> [Quoted passage]

Am Montag, den 05.03.2018, 13:56 -0300 schrieb Alvaro Herrera:

I made a few amendments (here's v5) and was ready to push, when I
noticed that _StartBlobs() does not seem to be doing the right thing.
Did you test this with a few large objects?

I did test it on the regression database, which leaves one or two large
objects behind:

mba@fock:~$ psql -h /tmp -p 65432 -d regression -c '\dl'
                Large objects
  ID   | Owner |         Description          
-------+-------+------------------------------
  3001 | mba   | testing comments
 36867 | mba   | I Wandered Lonely as a Cloud
 47229 | mba   | 
(3 rows)

What exactly is wrong with _StartBlobs()? It calls setFilePath() which
makes sure /dev/null is opened and not something else.

The reason I noticed is I wondered about the amount of open() calls
(plus zlib function calls) we would save by keeping an FD open to
/dev/null, rather than opening it over and over for each object -- ie.,
maybe not touch setFilePath() at all, if possible. That looks perhaps
too invasive, so maybe not. But do audit other callsites that may open
files.

> [Short task A]
Pick out every line of the listing that contains the string "seed", matching case exactly.
The mailing-list excerpt and the listing are unrelated to each other.

> [Provided data]

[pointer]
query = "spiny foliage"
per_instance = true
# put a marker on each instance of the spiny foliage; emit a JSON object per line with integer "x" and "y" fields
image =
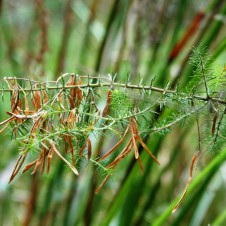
{"x": 65, "y": 114}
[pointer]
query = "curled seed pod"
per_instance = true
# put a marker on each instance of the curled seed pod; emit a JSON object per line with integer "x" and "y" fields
{"x": 76, "y": 95}
{"x": 37, "y": 99}
{"x": 214, "y": 122}
{"x": 45, "y": 96}
{"x": 108, "y": 102}
{"x": 15, "y": 97}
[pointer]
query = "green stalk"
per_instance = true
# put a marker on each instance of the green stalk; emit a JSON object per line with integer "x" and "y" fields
{"x": 213, "y": 166}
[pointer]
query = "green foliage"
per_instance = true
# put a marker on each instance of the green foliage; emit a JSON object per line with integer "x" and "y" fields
{"x": 178, "y": 115}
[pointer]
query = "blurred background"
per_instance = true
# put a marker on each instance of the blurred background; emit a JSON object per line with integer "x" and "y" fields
{"x": 141, "y": 38}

> [Short task B]
Render the sentence "What exactly is wrong with _StartBlobs()?" from the mailing-list excerpt into Spanish.

> [Expected answer A]
query = "curled seed pod"
# put a marker on each instance of the curled seed pod; emit a JSON object per line with integer "x" and "y" fields

> [Expected answer B]
¿Qué es exactamente lo que está mal con _StartBlobs()?